S-8 1 sgc20220510_s8.htm FORM S-8 sgc20220510_s8.htm

 

As filed with the Securities and Exchange Commission on May 13, 2022

Registration No. 333-              

 

UNITED STATES

SECURITIES AND EXCHANGE COMMISSION

Washington, D.C. 20549

 

FORM S-8

REGISTRATION STATEMENT UNDER THE SECURITIES ACT OF 1933

 

SUPERIOR GROUP OF COMPANIES, INC.

(Exact name of Registrant as specified in its charter)

 

Delaware

 

11-1385670

(State of Incorporation)

 

(I.R.S. Employer

Identification Number)

 

10055 Seminole Blvd.

Seminole, Florida 33772

(727) 397-9611

(Address, including zip code, and telephone number, including area code, of Registrant’s principal executive offices)

 

Superior Group of Companies, Inc. 2022 Equity Incentive and Awards Plan 

(Full title of the plan)

 

Andrew D. Demott, Jr.

Chief Operating Officer and Chief Financial Officer

10055 Seminole Blvd.

Seminole, Florida 33772

(727) 397-9611

(Name, address, including zip code, and telephone number, including area code, of agent for service)

 

Copies to:

 

Roland S. Chase

Zachary W. Watt

Hill Ward Henderson

101 E. Kennedy Blvd., Suite 3700

Tampa, Florida 33602

(813) 221-3900

 

Indicate by check mark whether the registrant is a large accelerated filer, an accelerated filer, a non-accelerated filer, a smaller reporting company or an emerging growth company. See the definitions of “large accelerated filer,” “accelerated filer,” “smaller reporting company,” and “emerging growth company” in Rule 12b-2 of the Exchange Act.

 

Large accelerated filer

Accelerated filer

       

Non-accelerated filer

Smaller reporting company

       
   

Emerging growth company

 

If an emerging growth company, indicate by check mark if the registrant has elected not to use the extended transition period for complying with any new or revised financial accounting standards provided pursuant to Section 7(a)(2)(B) of the Securities Act. ☐

 

 

 

 

 

PART I

 

INFORMATION REQUIRED IN THE SECTION 10(a) PROSPECTUS

 

The information specified in Item 1 and Item 2 of Part I of Form S-8 is omitted from this Registration Statement in accordance with the provisions of Rule 428 under the Securities Act, and the introductory note to Part I of Form S-8. The documents containing the information specified in Part I of Form S-8 will be delivered to the participants in the Plan as specified by Rule 428(b)(1) under the Securities Act.

* DIRECTIONS:
1. Copy out the entire Form S-8 registration statement above, word for word and with nothing left out.
2. Pull out every line in the rows below that contains the string "handbag".

* RECORDS FOR PROCESSING:
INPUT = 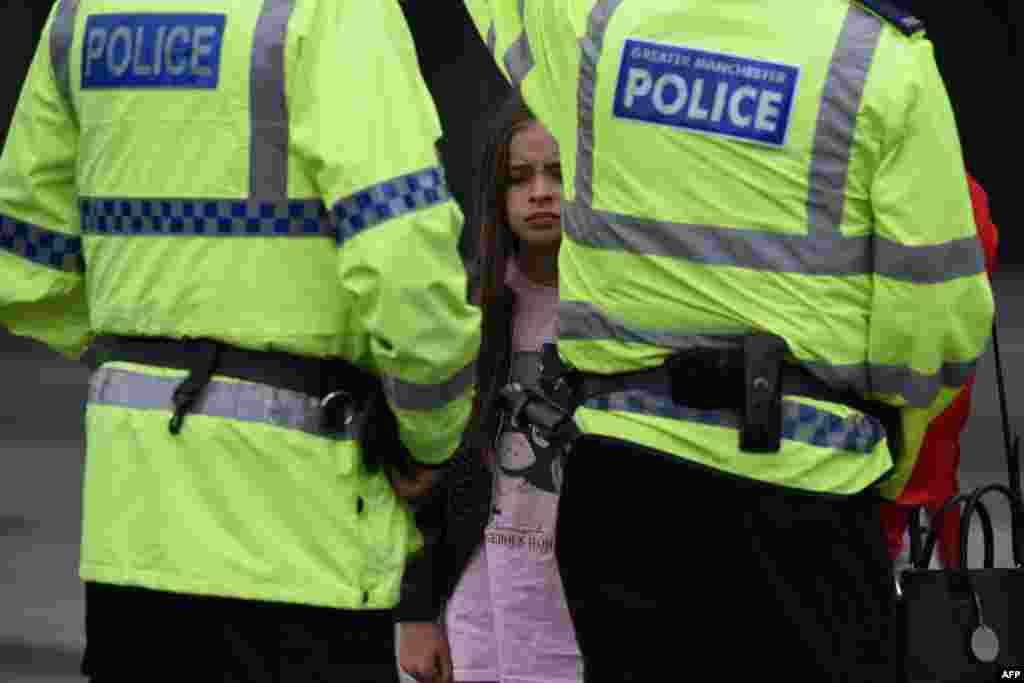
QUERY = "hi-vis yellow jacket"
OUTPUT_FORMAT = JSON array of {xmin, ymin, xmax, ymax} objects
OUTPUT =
[
  {"xmin": 466, "ymin": 0, "xmax": 992, "ymax": 497},
  {"xmin": 0, "ymin": 0, "xmax": 479, "ymax": 608}
]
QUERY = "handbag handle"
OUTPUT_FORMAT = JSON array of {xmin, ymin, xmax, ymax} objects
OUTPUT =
[
  {"xmin": 910, "ymin": 490, "xmax": 995, "ymax": 569},
  {"xmin": 961, "ymin": 483, "xmax": 1024, "ymax": 568}
]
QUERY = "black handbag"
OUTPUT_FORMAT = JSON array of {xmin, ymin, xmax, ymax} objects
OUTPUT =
[{"xmin": 896, "ymin": 325, "xmax": 1024, "ymax": 683}]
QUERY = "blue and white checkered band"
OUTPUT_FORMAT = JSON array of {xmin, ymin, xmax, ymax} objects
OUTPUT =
[
  {"xmin": 614, "ymin": 39, "xmax": 800, "ymax": 146},
  {"xmin": 0, "ymin": 214, "xmax": 85, "ymax": 272},
  {"xmin": 334, "ymin": 166, "xmax": 452, "ymax": 244},
  {"xmin": 584, "ymin": 390, "xmax": 885, "ymax": 455},
  {"xmin": 81, "ymin": 198, "xmax": 334, "ymax": 239}
]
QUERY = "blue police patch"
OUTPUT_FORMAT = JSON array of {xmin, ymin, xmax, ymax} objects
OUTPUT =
[
  {"xmin": 82, "ymin": 14, "xmax": 224, "ymax": 89},
  {"xmin": 614, "ymin": 39, "xmax": 800, "ymax": 146}
]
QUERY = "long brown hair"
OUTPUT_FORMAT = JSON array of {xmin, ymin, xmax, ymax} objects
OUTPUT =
[{"xmin": 466, "ymin": 90, "xmax": 535, "ymax": 452}]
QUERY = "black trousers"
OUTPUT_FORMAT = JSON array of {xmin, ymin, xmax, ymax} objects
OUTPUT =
[
  {"xmin": 82, "ymin": 583, "xmax": 398, "ymax": 683},
  {"xmin": 556, "ymin": 436, "xmax": 903, "ymax": 683}
]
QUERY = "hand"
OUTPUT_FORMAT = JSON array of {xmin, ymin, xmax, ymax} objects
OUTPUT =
[
  {"xmin": 398, "ymin": 622, "xmax": 453, "ymax": 683},
  {"xmin": 387, "ymin": 464, "xmax": 441, "ymax": 501}
]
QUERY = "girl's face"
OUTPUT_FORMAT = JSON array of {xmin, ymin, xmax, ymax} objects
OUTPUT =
[{"xmin": 505, "ymin": 121, "xmax": 562, "ymax": 248}]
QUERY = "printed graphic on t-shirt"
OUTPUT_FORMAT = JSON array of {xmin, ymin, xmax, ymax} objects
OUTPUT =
[{"xmin": 490, "ymin": 428, "xmax": 562, "ymax": 544}]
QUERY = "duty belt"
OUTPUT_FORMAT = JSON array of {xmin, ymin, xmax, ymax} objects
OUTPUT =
[
  {"xmin": 96, "ymin": 336, "xmax": 429, "ymax": 474},
  {"xmin": 502, "ymin": 334, "xmax": 902, "ymax": 457}
]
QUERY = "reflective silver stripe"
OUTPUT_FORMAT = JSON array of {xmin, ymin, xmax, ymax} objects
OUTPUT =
[
  {"xmin": 562, "ymin": 201, "xmax": 985, "ymax": 284},
  {"xmin": 487, "ymin": 20, "xmax": 498, "ymax": 54},
  {"xmin": 558, "ymin": 301, "xmax": 977, "ymax": 408},
  {"xmin": 503, "ymin": 0, "xmax": 534, "ymax": 88},
  {"xmin": 50, "ymin": 0, "xmax": 79, "ymax": 111},
  {"xmin": 381, "ymin": 364, "xmax": 476, "ymax": 411},
  {"xmin": 558, "ymin": 299, "xmax": 743, "ymax": 350},
  {"xmin": 575, "ymin": 0, "xmax": 623, "ymax": 206},
  {"xmin": 89, "ymin": 367, "xmax": 353, "ymax": 440},
  {"xmin": 807, "ymin": 3, "xmax": 882, "ymax": 237},
  {"xmin": 249, "ymin": 0, "xmax": 292, "ymax": 200}
]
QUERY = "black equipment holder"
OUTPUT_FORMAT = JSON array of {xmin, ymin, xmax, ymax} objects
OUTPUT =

* TASK SOLUTIONS:
1.
S-8 1 sgc20220510_s8.htm FORM S-8 sgc20220510_s8.htm

 

As filed with the Securities and Exchange Commission on May 13, 2022

Registration No. 333-              

 

UNITED STATES

SECURITIES AND EXCHANGE COMMISSION

Washington, D.C. 20549

 

FORM S-8

REGISTRATION STATEMENT UNDER THE SECURITIES ACT OF 1933

 

SUPERIOR GROUP OF COMPANIES, INC.

(Exact name of Registrant as specified in its charter)

 

Delaware

 

11-1385670

(State of Incorporation)

 

(I.R.S. Employer

Identification Number)

 

10055 Seminole Blvd.

Seminole, Florida 33772

(727) 397-9611

(Address, including zip code, and telephone number, including area code, of Registrant’s principal executive offices)

 

Superior Group of Companies, Inc. 2022 Equity Incentive and Awards Plan 

(Full title of the plan)

 

Andrew D. Demott, Jr.

Chief Operating Officer and Chief Financial Officer

10055 Seminole Blvd.

Seminole, Florida 33772

(727) 397-9611

(Name, address, including zip code, and telephone number, including area code, of agent for service)

 

Copies to:

 

Roland S. Chase

Zachary W. Watt

Hill Ward Henderson

101 E. Kennedy Blvd., Suite 3700

Tampa, Florida 33602

(813) 221-3900

 

Indicate by check mark whether the registrant is a large accelerated filer, an accelerated filer, a non-accelerated filer, a smaller reporting company or an emerging growth company. See the definitions of “large accelerated filer,” “accelerated filer,” “smaller reporting company,” and “emerging growth company” in Rule 12b-2 of the Exchange Act.

 

Large accelerated filer

Accelerated filer

       

Non-accelerated filer

Smaller reporting company

       
   

Emerging growth company

 

If an emerging growth company, indicate by check mark if the registrant has elected not to use the extended transition period for complying with any new or revised financial accounting standards provided pursuant to Section 7(a)(2)(B) of the Securities Act. ☐

 

 

 

 

 

PART I

 

INFORMATION REQUIRED IN THE SECTION 10(a) PROSPECTUS

 

The information specified in Item 1 and Item 2 of Part I of Form S-8 is omitted from this Registration Statement in accordance with the provisions of Rule 428 under the Securities Act, and the introductory note to Part I of Form S-8. The documents containing the information specified in Part I of Form S-8 will be delivered to the participants in the Plan as specified by Rule 428(b)(1) under the Securities Act.

2.
QUERY = "handbag handle"
QUERY = "black handbag"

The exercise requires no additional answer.